Records listed in a dataset:
┄┄┄┄┄┄┄┄┄┄

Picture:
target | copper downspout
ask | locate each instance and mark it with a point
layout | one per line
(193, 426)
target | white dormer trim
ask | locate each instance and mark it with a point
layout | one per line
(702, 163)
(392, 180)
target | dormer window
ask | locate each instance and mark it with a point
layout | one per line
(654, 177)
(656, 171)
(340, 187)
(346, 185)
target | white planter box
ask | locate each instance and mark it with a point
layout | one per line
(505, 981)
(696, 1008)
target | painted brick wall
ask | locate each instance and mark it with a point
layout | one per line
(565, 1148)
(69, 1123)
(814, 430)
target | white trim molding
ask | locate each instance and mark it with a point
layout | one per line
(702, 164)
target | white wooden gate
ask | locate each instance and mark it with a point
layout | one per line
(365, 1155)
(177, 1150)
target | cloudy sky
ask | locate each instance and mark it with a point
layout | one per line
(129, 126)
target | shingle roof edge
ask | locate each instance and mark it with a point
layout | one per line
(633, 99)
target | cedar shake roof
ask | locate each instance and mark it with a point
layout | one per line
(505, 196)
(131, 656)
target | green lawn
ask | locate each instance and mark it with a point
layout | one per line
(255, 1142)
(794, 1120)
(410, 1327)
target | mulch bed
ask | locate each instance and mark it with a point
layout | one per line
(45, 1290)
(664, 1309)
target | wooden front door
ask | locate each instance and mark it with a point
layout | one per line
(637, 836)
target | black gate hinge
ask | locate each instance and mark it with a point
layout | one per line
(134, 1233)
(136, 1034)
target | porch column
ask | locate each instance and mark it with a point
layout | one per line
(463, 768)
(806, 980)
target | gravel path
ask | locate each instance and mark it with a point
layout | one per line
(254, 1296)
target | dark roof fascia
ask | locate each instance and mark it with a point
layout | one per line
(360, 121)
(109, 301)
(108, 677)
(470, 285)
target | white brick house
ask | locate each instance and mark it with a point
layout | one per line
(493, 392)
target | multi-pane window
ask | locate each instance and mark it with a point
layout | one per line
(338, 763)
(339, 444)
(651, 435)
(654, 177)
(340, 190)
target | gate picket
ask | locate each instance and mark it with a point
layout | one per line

┄┄┄┄┄┄┄┄┄┄

_SET EXERCISE_
Rewrite the stretch from the line containing "target | shingle roof edge" through the line containing "(136, 1034)", both included, with every line and its request kept and nothing else added. Multiply each point coordinate in the answers by 1.55 and round to a whole number, halves up.

_PROBLEM SOLUTION_
target | shingle roof edge
ask | locate each instance and mark it with a point
layout | one per line
(981, 153)
target | cedar shake roof
ask | locate each instance and mark it with a point
layout | one per line
(783, 304)
(203, 1017)
target | green lawn
ask | locate each instance and mark it with a point
layout | one per line
(395, 1770)
(1231, 1736)
(636, 2057)
target | mulch bed
ask | locate each instance and mark it with a point
layout | one per line
(70, 2000)
(1029, 2029)
target | wooden front door
ask | locate each instance and mark it with a point
layout | one per line
(987, 1296)
target | black gate hinge
ask | locate each instance and mark it with a point
layout | one per line
(208, 1911)
(211, 1603)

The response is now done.